WHAT THE TASK REQUIRES. Reproduce the lines below verbatim, beginning with the line that contains "Drop a point on every instance of the white line" and continuing through the final line.

MATERIAL.
= = = = =

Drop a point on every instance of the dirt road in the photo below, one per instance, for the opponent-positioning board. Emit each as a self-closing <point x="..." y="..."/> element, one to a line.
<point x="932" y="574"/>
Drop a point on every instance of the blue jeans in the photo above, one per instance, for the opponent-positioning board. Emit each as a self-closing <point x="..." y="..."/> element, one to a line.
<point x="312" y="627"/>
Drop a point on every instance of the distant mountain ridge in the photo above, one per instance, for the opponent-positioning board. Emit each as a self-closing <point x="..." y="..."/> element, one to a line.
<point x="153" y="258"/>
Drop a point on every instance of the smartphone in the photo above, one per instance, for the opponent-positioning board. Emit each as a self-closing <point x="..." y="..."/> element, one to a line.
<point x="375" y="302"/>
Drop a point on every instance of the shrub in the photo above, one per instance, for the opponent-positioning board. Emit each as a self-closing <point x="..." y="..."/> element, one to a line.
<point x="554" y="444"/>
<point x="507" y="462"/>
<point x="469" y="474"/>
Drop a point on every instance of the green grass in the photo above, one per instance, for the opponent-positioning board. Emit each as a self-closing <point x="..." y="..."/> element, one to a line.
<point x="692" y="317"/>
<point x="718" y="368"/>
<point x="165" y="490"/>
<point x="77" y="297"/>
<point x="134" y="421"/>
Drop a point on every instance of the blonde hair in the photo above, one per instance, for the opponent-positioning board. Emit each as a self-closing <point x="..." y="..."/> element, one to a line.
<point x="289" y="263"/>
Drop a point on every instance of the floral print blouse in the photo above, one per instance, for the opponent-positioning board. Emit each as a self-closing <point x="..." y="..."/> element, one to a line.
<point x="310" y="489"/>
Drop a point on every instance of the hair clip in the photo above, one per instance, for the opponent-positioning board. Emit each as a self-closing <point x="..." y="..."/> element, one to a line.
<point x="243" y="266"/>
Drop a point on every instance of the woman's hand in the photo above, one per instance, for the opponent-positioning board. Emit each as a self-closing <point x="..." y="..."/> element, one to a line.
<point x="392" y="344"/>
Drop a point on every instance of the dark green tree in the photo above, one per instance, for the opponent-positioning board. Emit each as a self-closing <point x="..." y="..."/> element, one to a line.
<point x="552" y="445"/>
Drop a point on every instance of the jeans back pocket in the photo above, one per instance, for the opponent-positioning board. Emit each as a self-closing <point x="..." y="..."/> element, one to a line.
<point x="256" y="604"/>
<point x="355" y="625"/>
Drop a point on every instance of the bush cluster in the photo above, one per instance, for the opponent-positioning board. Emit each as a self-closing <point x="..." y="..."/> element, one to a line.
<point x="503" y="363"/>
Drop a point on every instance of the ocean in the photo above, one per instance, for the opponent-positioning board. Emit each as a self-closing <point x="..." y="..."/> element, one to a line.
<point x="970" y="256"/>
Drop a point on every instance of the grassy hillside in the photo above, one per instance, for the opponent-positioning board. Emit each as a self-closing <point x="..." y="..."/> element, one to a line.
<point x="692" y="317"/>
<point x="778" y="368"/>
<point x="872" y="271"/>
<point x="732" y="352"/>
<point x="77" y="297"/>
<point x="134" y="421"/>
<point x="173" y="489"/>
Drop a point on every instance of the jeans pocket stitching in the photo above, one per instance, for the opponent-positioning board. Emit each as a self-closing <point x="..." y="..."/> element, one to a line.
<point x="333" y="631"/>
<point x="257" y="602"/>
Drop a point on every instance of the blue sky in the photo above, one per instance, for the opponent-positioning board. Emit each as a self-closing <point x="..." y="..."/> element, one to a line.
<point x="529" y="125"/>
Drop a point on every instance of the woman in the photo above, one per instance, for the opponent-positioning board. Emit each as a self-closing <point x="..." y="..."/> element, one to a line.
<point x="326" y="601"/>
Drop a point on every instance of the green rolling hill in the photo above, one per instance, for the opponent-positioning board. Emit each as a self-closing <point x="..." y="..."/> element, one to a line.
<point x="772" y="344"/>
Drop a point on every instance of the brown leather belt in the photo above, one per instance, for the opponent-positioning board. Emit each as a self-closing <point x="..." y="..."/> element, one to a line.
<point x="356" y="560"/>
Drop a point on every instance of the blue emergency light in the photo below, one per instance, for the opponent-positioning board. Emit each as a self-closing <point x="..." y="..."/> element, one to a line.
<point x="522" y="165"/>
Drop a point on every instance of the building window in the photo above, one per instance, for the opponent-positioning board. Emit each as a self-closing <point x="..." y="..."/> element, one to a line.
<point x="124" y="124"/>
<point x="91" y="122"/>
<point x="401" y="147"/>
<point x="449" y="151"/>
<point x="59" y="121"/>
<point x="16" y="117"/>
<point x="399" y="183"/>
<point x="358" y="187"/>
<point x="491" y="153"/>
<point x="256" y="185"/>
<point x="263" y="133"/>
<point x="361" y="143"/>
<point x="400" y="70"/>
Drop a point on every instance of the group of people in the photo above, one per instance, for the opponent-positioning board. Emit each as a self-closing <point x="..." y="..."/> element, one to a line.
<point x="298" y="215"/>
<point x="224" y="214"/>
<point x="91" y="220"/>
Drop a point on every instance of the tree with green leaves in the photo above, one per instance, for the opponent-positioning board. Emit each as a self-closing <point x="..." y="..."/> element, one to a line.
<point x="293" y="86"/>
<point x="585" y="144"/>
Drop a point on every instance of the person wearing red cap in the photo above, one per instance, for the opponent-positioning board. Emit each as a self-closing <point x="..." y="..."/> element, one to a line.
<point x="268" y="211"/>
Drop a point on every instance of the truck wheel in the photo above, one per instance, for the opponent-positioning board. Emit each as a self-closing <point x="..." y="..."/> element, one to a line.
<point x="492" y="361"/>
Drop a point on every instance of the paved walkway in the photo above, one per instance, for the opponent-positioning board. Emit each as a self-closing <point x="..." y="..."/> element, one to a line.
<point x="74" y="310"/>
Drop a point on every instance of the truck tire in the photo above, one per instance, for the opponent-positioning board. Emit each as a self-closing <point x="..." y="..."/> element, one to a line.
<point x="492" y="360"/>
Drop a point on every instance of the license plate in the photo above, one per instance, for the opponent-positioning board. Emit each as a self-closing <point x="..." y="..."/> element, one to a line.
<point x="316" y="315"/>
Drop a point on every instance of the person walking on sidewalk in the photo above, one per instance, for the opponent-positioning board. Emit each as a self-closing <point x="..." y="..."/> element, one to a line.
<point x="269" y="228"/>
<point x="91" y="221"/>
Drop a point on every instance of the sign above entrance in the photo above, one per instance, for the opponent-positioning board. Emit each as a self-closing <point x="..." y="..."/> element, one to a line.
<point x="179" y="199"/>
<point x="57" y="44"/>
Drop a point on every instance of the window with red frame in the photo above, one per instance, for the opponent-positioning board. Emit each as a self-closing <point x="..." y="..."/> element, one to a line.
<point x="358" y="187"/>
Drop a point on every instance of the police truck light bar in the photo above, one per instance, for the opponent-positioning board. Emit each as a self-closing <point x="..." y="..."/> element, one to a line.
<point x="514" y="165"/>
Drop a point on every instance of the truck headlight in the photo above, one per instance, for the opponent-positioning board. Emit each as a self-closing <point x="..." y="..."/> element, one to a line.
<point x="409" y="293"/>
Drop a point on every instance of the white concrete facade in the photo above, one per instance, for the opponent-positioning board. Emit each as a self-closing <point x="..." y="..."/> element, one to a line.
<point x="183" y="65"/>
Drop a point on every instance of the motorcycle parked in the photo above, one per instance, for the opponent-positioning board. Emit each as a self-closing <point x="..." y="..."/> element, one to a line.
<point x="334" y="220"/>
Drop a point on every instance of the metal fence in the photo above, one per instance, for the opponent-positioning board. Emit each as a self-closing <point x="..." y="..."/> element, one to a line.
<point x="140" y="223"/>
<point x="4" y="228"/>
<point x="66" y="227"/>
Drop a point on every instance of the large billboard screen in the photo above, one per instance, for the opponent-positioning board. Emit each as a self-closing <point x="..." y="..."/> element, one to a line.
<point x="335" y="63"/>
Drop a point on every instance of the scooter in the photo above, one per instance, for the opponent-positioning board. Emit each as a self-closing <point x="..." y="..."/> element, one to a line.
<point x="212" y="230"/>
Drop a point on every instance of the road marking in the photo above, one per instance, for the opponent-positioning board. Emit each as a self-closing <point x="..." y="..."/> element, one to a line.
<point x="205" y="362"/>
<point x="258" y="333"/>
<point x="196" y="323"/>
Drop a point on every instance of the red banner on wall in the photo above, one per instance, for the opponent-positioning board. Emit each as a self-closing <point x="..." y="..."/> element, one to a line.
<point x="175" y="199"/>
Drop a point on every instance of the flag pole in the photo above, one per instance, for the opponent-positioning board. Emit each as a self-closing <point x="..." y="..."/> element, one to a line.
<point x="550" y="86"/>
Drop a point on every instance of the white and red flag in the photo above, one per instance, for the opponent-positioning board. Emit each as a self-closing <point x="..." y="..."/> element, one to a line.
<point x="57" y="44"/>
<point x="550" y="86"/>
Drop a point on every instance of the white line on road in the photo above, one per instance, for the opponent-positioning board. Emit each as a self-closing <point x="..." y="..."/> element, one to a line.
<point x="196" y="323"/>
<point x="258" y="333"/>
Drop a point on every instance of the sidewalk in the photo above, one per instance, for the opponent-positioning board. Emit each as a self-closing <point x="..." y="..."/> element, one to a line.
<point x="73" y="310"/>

= = = = =

FINISHED ANSWER.
Drop a point on every instance of the white line on road in the photo above, one per instance, for the opponent-positioning board. Emit each as a self-closing <point x="..." y="..."/> element, one to a line.
<point x="196" y="323"/>
<point x="258" y="333"/>
Drop a point on every instance of the sidewalk in the photo above, one per instance, for the opponent-positioning board. Emit each as a self-closing <point x="..." y="..."/> element, one to a line.
<point x="73" y="310"/>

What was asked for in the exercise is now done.